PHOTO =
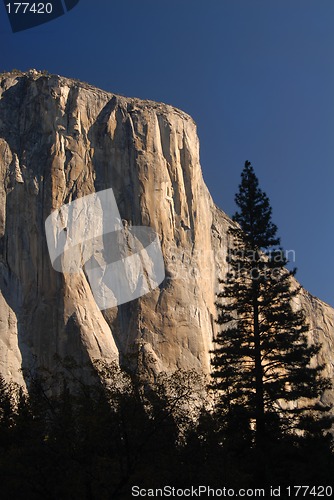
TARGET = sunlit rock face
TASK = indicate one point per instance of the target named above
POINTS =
(61, 140)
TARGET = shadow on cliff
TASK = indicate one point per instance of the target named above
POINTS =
(114, 164)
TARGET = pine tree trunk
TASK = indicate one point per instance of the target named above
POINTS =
(259, 393)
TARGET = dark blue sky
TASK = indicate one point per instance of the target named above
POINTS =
(256, 75)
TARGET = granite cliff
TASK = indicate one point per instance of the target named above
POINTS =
(61, 140)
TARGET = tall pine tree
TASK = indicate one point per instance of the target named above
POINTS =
(262, 359)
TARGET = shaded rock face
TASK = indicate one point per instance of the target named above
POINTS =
(61, 140)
══════════
- [EXERCISE AIM]
Reproduce every row above verbatim, but leave out the pictures.

- [THE SOLUTION]
PHOTO =
TARGET = sunlit rock face
TASK = indicate one point per instance of the target named above
POINTS =
(61, 140)
TARGET = shadow on cliff
TASK = indicate one point per instance of the target named above
POINTS =
(114, 164)
TARGET = pine tree trunk
TASK = indicate one point per instance of the target named above
POINTS =
(259, 393)
TARGET = dark blue sky
TASK = indicate one point per instance of the target named above
POINTS =
(256, 75)
TARGET = granite cliff
TASK = indicate one point per instance of the target named above
POINTS =
(61, 140)
TARGET = tall pine tree
TASK = indicate one point per instance of the target named above
POINTS =
(262, 359)
TARGET = shaded rock face
TASK = indicate one point per instance of the target named above
POINTS =
(61, 140)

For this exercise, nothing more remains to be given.